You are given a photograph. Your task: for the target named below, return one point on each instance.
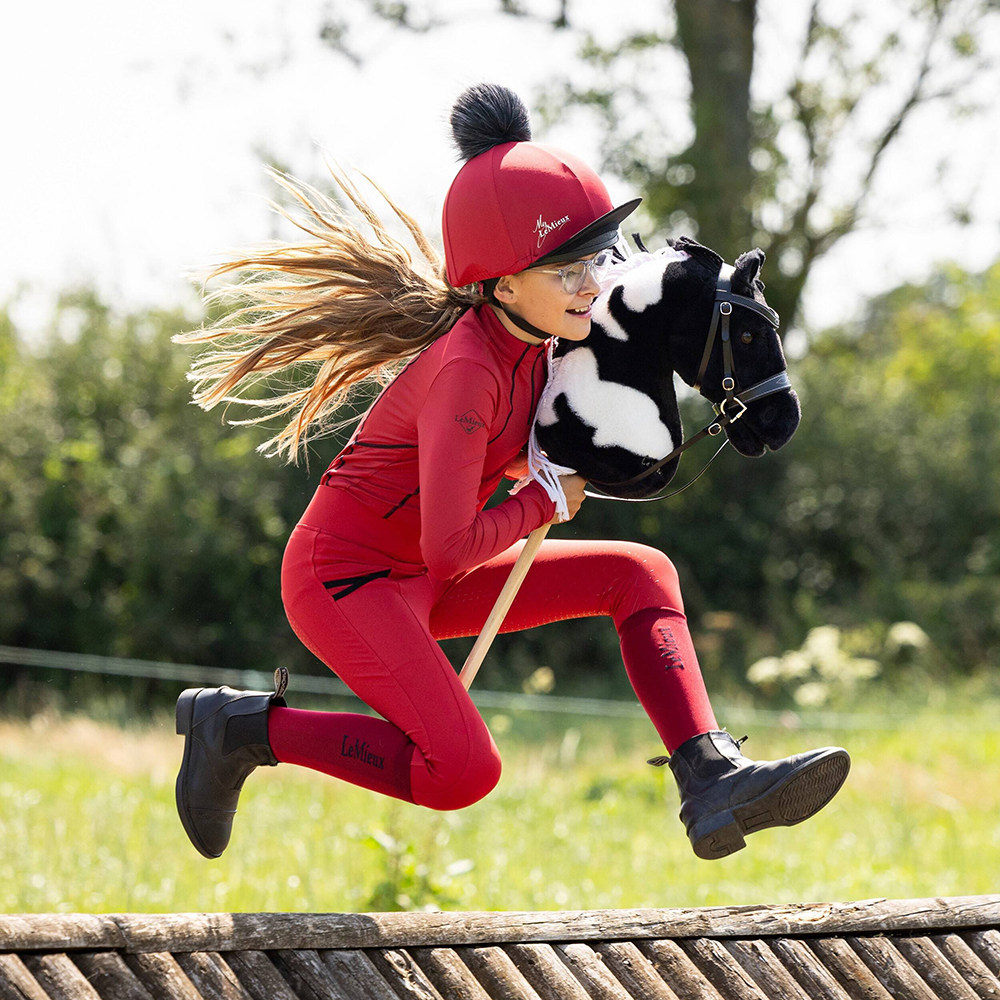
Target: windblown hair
(329, 316)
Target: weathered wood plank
(495, 969)
(310, 931)
(724, 972)
(934, 968)
(766, 969)
(969, 965)
(211, 975)
(891, 968)
(359, 976)
(808, 970)
(58, 931)
(588, 966)
(634, 971)
(162, 976)
(107, 972)
(684, 977)
(842, 960)
(307, 974)
(449, 974)
(259, 976)
(60, 978)
(546, 972)
(16, 982)
(986, 944)
(407, 978)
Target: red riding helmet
(515, 202)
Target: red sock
(365, 751)
(661, 664)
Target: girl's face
(538, 297)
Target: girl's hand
(518, 467)
(573, 488)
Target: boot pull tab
(280, 686)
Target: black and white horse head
(610, 408)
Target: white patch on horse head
_ _ _
▸ **Aim**
Give every line of the records above as a numbered list, omitting blank lines and the pictures.

▸ **Solved exercise**
1. You are given a photograph. Your task: for the target named below, return one point on each instance.
2. Target: windblown hair
3. (329, 316)
4. Target: weathered wood plank
5. (495, 969)
6. (310, 931)
7. (724, 972)
8. (934, 968)
9. (766, 969)
10. (969, 965)
11. (211, 975)
12. (891, 968)
13. (359, 976)
14. (808, 970)
15. (58, 931)
16. (588, 966)
17. (634, 971)
18. (162, 976)
19. (107, 972)
20. (684, 977)
21. (842, 960)
22. (307, 974)
23. (449, 974)
24. (259, 976)
25. (60, 978)
26. (546, 972)
27. (16, 982)
28. (986, 944)
29. (407, 978)
30. Target: red riding helmet
31. (515, 202)
32. Target: red sock
33. (365, 751)
34. (661, 664)
35. Target: girl's face
36. (538, 297)
37. Target: girl's hand
38. (518, 467)
39. (573, 488)
40. Target: boot pull tab
41. (280, 686)
42. Target: black and white horse head
43. (610, 408)
44. Target: white patch on horse head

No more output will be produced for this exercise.